Extrait fourni »
━━━━━━━━━━━━━━━━

Publié le 2 Oct 2013 - 04:00
SEGOGWANE SAM KOTANE, AMBASSADEUR D’AFRIQUE DU SUD AU SENEGAL

‘’Nos relations avec le Sénégal sont très bonnes, mais peuvent l’être davantage’’

 

 

Alors que le président Jacob Zuma arrive ce mardi à Dakar, Son Excellence Segogwane Sam  Kotane, ambassadeur d’Afrique du Sud au Sénégal, fait pour EnQuête le point historique et politique des relations entre les deux pays.

Quel est l’historique des relations diplomatiques entre l’Afrique du Sud et le Sénégal ?
Elles remontent à 1987 lorsque l’Anc (le Congrès national africain, parti au pouvoir) et un groupe de  progressistes «Blancs  Sud-Africains» se sont rencontrés sur l’île de Gorée pour faire avancer le processus d’abolition de l’Apartheid. Donc c’est le Sénégal qui avait accueilli cette rencontre. C’est à partir de là qu’il y a eu des relations informelles entre l’Anc et le Sénégal. Mais les relations diplomatiques  ont été officiellement établies en mai 1994. Et c'est en avril 2008 que les deux pays ont mis sur pied une commission bilatérale de coopération.
 

Quels sont les domaines concernés par cette coopération bilatérale ?
Ils sont très larges et comprennent l’agriculture, les arts, la culture, la défense, l’environnement, le tourisme, les mines, l’énergie, le commerce et l’industrie. Donc c’est une coopération très vaste qui couvre plusieurs domaines. Nous avons également conclu des accords bilatéraux et des protocoles d’entente entre les deux pays dans d'autres domaines : investissement, aviation civile, santé,  technologie et défense. En matière de défense, par exemple, nous avons entrepris des négociations entre l’armée sud-africaine et sénégalaise et avons déjà établi les termes de référence de ce protocole d’accord. Les relations entre Dakar et Pretoria s’étendent aussi au plan multilatéral : les deux pays appartiennent au mouvement des non-alignés, au Groupe des 66, au Forum Chine-Afrique. Récemment, la dernière édition de ce  forum  a porté sur le développement des infrastructures en Afrique et ça  a été un grand succès...
 

L’Afrique du Sud est la première puissance économique de l’Afrique. Comment le reste du continent bénéficie-t-il de cette posture ?

━━━━━━━━━━━━━━━━

Lignes d'un jeu de données d'annotation par boîtes englobantes »
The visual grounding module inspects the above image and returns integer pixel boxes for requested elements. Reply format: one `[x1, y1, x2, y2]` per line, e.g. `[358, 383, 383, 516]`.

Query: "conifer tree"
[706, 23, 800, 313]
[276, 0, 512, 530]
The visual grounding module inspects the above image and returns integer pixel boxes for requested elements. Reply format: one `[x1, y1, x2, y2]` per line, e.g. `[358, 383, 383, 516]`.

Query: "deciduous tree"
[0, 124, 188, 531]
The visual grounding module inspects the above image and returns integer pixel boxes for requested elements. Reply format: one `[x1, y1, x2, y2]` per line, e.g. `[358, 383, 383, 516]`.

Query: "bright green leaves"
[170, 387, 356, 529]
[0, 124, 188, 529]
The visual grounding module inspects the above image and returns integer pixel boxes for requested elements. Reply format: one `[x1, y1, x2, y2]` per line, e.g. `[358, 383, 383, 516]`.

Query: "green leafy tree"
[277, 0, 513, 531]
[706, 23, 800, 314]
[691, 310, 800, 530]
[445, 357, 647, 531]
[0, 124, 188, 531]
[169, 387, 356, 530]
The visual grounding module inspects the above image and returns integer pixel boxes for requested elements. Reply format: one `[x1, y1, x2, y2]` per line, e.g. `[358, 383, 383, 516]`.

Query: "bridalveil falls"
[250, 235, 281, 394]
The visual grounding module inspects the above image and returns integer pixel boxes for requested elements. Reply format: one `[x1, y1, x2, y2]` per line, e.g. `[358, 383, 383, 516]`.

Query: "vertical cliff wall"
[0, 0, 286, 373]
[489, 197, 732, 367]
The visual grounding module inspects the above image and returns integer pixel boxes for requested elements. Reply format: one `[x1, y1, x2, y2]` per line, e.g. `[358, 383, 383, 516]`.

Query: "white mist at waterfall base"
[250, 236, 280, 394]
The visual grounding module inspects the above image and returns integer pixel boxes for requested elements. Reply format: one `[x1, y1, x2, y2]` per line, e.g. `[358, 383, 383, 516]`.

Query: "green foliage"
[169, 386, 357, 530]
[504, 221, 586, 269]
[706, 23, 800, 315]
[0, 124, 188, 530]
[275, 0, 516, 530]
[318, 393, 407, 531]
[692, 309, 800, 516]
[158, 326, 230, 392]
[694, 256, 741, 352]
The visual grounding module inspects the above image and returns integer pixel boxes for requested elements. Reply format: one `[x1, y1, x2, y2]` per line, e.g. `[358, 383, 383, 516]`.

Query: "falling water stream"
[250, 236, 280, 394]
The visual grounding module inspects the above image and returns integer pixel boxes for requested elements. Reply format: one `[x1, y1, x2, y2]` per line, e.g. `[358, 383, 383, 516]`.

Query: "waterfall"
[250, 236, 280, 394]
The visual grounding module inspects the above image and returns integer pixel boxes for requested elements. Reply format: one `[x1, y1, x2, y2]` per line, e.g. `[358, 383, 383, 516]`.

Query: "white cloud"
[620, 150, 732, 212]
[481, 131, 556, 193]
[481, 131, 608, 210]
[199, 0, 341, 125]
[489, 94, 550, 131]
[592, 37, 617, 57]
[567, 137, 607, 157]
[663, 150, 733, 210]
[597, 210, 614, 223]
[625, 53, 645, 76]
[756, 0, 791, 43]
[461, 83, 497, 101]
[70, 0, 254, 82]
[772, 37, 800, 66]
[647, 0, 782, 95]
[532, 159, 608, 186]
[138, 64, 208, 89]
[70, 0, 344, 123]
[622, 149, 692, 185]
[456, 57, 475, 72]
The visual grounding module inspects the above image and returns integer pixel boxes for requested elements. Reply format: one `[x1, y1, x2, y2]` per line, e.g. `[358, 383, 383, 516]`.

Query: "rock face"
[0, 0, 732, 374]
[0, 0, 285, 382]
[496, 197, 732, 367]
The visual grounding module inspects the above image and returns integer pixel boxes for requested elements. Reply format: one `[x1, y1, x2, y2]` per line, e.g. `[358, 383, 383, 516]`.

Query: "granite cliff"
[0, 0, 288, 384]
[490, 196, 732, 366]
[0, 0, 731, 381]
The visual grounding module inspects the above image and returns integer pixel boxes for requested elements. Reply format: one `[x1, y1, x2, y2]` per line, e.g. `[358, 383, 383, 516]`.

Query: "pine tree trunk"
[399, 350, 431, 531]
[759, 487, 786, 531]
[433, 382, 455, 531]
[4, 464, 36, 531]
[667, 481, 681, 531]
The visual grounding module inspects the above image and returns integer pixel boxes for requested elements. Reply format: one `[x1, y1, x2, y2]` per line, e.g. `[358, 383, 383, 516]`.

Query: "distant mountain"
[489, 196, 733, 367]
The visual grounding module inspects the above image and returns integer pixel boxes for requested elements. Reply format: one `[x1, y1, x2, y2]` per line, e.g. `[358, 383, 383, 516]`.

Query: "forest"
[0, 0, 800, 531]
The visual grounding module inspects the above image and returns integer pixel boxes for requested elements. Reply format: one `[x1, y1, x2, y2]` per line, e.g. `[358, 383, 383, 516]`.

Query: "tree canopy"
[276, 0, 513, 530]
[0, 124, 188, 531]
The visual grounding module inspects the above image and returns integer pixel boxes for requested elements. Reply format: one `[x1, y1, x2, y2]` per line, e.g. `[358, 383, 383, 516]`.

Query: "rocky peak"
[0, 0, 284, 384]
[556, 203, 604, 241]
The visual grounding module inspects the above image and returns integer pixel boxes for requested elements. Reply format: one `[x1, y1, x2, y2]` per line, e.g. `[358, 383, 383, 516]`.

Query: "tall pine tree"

━━━━━━━━━━━━━━━━

Énoncé de la consigne » Recopiez à l'identique le passage de l'entretien avec l'ambassadeur qui débute aux mots « Elles remontent à » et s'achève après les mots « bilatérale de coopération. ».

Réponse attendue »
Elles remontent à 1987 lorsque l’Anc (le Congrès national africain, parti au pouvoir) et un groupe de  progressistes «Blancs  Sud-Africains» se sont rencontrés sur l’île de Gorée pour faire avancer le processus d’abolition de l’Apartheid. Donc c’est le Sénégal qui avait accueilli cette rencontre. C’est à partir de là qu’il y a eu des relations informelles entre l’Anc et le Sénégal. Mais les relations diplomatiques  ont été officiellement établies en mai 1994. Et c'est en avril 2008 que les deux pays ont mis sur pied une commission bilatérale de coopération.